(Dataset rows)

=======

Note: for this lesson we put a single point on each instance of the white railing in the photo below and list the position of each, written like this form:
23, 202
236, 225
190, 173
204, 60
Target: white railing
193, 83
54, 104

=======

### Exercise task
Switch every occurrence of "white railing" in the material above to "white fence", and leave every other word and number unchanged.

### Exercise answer
Note: for this lesson we put a single point on each instance of the white fence in the photo below and list the position of each, written like this form:
23, 202
236, 225
190, 173
204, 60
Target: white fence
193, 83
54, 104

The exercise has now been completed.